• What to produce: Every entry below should be transcribed exactly; pictures stay out of the copy.
Exercise materials Start Marker
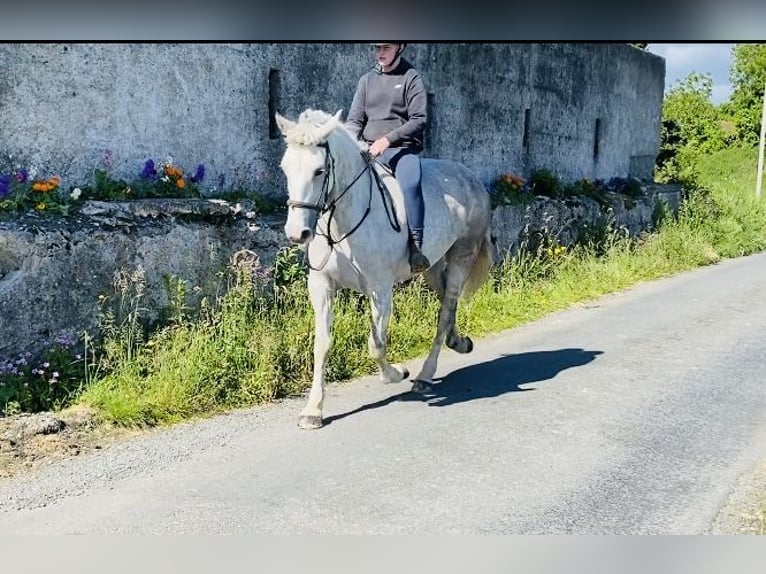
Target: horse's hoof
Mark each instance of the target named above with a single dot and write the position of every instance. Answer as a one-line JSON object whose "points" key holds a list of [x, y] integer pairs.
{"points": [[402, 374], [461, 344], [309, 422], [421, 387]]}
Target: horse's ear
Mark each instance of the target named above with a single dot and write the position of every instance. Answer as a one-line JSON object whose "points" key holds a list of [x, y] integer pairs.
{"points": [[283, 123]]}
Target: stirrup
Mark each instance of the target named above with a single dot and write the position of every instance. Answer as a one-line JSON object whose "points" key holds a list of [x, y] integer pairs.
{"points": [[418, 262]]}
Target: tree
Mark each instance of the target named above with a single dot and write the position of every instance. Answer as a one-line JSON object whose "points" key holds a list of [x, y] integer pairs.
{"points": [[691, 124], [747, 75]]}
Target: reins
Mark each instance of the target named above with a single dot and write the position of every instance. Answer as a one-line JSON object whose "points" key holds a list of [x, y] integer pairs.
{"points": [[327, 205]]}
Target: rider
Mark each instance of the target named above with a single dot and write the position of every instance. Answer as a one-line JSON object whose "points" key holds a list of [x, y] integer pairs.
{"points": [[389, 113]]}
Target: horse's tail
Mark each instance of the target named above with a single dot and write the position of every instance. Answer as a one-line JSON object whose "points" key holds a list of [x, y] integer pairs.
{"points": [[481, 266]]}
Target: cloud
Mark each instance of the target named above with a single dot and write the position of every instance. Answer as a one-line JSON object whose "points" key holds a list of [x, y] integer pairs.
{"points": [[683, 59]]}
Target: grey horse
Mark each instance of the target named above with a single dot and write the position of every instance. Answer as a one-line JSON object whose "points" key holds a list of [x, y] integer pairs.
{"points": [[348, 212]]}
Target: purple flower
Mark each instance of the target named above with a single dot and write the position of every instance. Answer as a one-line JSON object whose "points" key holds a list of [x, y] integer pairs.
{"points": [[149, 170], [199, 175], [5, 185], [107, 158]]}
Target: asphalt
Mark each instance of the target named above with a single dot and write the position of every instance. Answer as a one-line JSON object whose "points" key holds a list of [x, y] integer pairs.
{"points": [[643, 412]]}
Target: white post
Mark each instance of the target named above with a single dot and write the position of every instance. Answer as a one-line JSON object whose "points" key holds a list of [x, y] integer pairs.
{"points": [[759, 177]]}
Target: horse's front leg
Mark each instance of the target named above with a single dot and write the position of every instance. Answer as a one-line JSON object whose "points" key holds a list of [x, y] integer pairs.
{"points": [[321, 292], [380, 305]]}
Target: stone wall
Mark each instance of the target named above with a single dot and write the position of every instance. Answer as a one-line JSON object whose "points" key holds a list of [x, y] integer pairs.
{"points": [[54, 270], [582, 110]]}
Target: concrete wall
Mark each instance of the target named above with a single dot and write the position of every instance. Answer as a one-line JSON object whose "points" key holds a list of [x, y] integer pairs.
{"points": [[496, 107]]}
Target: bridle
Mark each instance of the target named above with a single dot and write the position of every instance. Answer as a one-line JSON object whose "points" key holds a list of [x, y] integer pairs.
{"points": [[328, 204]]}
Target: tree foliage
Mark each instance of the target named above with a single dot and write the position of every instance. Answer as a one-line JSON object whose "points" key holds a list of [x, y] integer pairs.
{"points": [[693, 125]]}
Exercise materials End Marker
• Expected answer:
Target: horse's hoof
Mark each instance of the target named above with a single dot and write the position of every instance. Answer as a one-line JSON object whose "points" key holds a list of [x, y] integer pairs.
{"points": [[402, 374], [461, 344], [309, 422], [421, 387]]}
Target: horse's ear
Mark each instance of the target named above with a single dot and write the position of every instance. Answer as a one-line JSON object whose "points" key holds a list of [x, y] integer pairs.
{"points": [[283, 123]]}
Target: stirrup
Mark each instance of the target named above with a single dot and write the position of every instance. Answer as a one-line JSON object whose "points" key holds a list of [x, y] integer pairs.
{"points": [[418, 262]]}
Target: tree
Mark each instance of the target named above with a single dot and write the position of every instance. Answer as a one-line JSON object whose "points" key holds a list of [x, y] integer pairs.
{"points": [[691, 124], [747, 75]]}
Target: reins
Mark each instance of the target named above with a single dot and write the position of every instance. Answer as a one-line JSON object whose "points" key holds a list of [x, y] integer pairs.
{"points": [[327, 205]]}
Target: rider
Mark each instance of the target named above with a single dot and write the position of every instance. Answer as a one-line JSON object whose "points" key holds a list of [x, y] integer pairs.
{"points": [[389, 113]]}
Target: horse's tail
Mark each instance of the target named above with a single dot and write the position of every instance. Answer as a one-line JSON object whose "points" key holds a list of [x, y] integer pairs.
{"points": [[481, 266]]}
Target: cloud
Mark each instance of the target named above with a single dot and write the position of every instance. Answer as a one-line JSON object whose "points" key holds a list of [x, y] integer pairs.
{"points": [[683, 59]]}
Target: grey horse
Mark each instance of the target named above with a single dot and write the position of every instance. Answer as a one-line JSON object whose "points" key holds a list of [x, y] integer pairs.
{"points": [[348, 212]]}
Target: purple flower
Mark each instance of the target named above with a single dot and write the position of every instance. Answer as a one-line JSON object whose "points" key holds a list of [x, y] integer pairs.
{"points": [[149, 170], [199, 175], [5, 185], [107, 158]]}
Target: asphalt
Mark each instance of the target named above with a single dot and write the position of every instance. Answer as a one-line JSON object whose "points" key holds a list of [x, y] integer pairs.
{"points": [[643, 412]]}
Target: white post
Mark each instance of the target named above with a single dot and write the position of every instance. Answer as a one-line JSON object whose "points" key holds a list of [x, y] integer pairs.
{"points": [[759, 177]]}
Target: horse's front leg
Mark each instance of the target named above with a single dot and write the position of every instance. Answer as a one-line JSON object whose "points" key holds a list of [x, y] integer pairs.
{"points": [[321, 292], [380, 305]]}
Target: stone wall
Mark each instance of the target named above with a single dot and write the position of every instance. Answer as a one-line JSON object whose "points" key holds a list of [x, y] integer pairs.
{"points": [[54, 270], [582, 110]]}
Target: concrete wall
Mark each instance of the target named above with a single dot and write the position of every instance. Answer as a one-line JSON object whose "points" key holds a list of [x, y] integer pairs.
{"points": [[496, 107]]}
Target: bridle
Mark each instance of the target named above with a single dot and write the position of every instance. Answer as a one-line JSON object whose "points" key holds a list of [x, y] integer pairs.
{"points": [[328, 204]]}
Target: tree foliage
Mark each instance of the target named above with a single dot and write the position of every instance. Answer as a one-line JSON object whose "points" key holds a list of [x, y] integer pairs.
{"points": [[693, 125]]}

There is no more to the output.